WHAT THE TASK ASKS ▸
Convert the data below into a numbered list with one line per item, omitting any blank lines.

◆ ◆ ◆ ◆ ◆

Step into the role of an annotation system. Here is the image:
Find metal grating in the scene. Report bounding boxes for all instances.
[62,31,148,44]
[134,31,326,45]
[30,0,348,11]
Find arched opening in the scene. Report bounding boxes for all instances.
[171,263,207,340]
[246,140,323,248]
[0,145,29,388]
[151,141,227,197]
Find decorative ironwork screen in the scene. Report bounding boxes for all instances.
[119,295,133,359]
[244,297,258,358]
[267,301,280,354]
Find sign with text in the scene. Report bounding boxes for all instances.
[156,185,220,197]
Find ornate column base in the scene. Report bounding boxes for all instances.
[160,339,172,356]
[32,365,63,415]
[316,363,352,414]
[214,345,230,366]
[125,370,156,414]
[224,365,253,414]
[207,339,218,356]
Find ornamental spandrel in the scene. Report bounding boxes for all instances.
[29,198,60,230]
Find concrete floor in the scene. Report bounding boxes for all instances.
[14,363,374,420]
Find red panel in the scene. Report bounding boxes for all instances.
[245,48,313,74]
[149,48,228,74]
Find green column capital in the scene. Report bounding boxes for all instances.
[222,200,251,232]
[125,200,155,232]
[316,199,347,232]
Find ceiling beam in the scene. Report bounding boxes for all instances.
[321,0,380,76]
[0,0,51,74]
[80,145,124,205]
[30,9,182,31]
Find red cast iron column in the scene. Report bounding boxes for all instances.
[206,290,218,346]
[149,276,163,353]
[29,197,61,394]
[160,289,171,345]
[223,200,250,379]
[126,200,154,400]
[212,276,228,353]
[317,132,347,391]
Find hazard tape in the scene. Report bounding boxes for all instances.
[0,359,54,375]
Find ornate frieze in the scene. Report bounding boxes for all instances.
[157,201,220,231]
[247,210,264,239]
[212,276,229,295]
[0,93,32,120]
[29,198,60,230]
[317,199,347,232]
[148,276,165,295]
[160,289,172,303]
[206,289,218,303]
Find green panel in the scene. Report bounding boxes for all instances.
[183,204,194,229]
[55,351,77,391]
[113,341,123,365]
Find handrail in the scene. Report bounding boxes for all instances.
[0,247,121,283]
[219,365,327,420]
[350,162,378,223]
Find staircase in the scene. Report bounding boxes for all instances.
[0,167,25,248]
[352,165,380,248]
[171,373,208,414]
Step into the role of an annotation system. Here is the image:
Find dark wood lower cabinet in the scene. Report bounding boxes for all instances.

◆ ◆ ◆ ◆ ◆

OUTPUT ▸
1. Step into the role of an annotation system. Here is the image:
2. Find metal grating in the scene. Report bounding boxes for all instances.
3. [62,31,148,44]
4. [134,31,326,45]
5. [30,0,348,11]
6. Find arched opening in the scene. Report bounding boxes for all instances.
7. [171,263,207,340]
8. [246,140,323,248]
9. [0,145,29,388]
10. [151,141,227,197]
11. Find decorative ironwork screen in the scene. Report bounding boxes for all instances.
12. [119,295,133,359]
13. [244,297,258,358]
14. [267,301,280,354]
15. Find sign with text in the scene. Report bounding boxes for all instances.
16. [156,185,220,197]
17. Find ornate column base in the scene. Report bounding boxes for all instances.
18. [160,339,172,356]
19. [32,365,63,415]
20. [316,363,352,414]
21. [214,345,230,366]
22. [125,370,156,414]
23. [224,365,253,414]
24. [207,339,218,356]
25. Find ornamental spandrel in the scene. Report bounding boxes for all instances.
26. [29,198,60,230]
27. Find concrete floor in the scene. Report bounding boxes for all instances.
28. [14,363,374,420]
29. Find red panel in the scene. Report bounding boxes for all instances.
30. [245,48,313,74]
31. [149,48,228,74]
32. Find green column capital in the scene. Report bounding boxes for all instances.
33. [222,200,251,232]
34. [125,200,155,232]
35. [316,199,347,232]
36. Find ceiling beam in the scene. Report bounding boxes for all instances.
37. [321,0,380,76]
38. [0,0,51,74]
39. [80,145,124,205]
40. [30,9,182,31]
41. Find red cast iron column in the scene. Report bounding boxes for all instances.
42. [206,290,218,346]
43. [149,276,163,353]
44. [29,197,61,394]
45. [160,289,171,345]
46. [223,200,250,379]
47. [126,200,154,400]
48. [212,276,228,353]
49. [317,132,347,391]
50. Find hazard tape in the scene. Report bounding boxes for all instances.
51. [0,359,54,375]
52. Find ornate frieze in the scene. Report bounding boxes for all instances.
53. [157,201,220,231]
54. [247,210,264,239]
55. [212,276,229,295]
56. [0,93,32,120]
57. [29,198,60,230]
58. [317,199,347,232]
59. [148,276,165,295]
60. [160,289,172,303]
61. [206,289,218,303]
62. Find green panel in the scene. Report bounding boxes for all instances.
63. [183,204,194,229]
64. [55,351,77,391]
65. [113,341,123,365]
66. Find handrail in the scene. Report bounding boxes for all instances.
67. [0,247,121,283]
68. [219,365,327,420]
69. [350,162,378,223]
70. Find staircase in the scene. Report bounding boxes for all instances.
71. [0,167,25,248]
72. [352,165,380,248]
73. [171,373,208,414]
74. Step into the role of an annotation system. Here is the image:
75. Find dark wood lower cabinet in the scene. Report bounding boxes for all instances.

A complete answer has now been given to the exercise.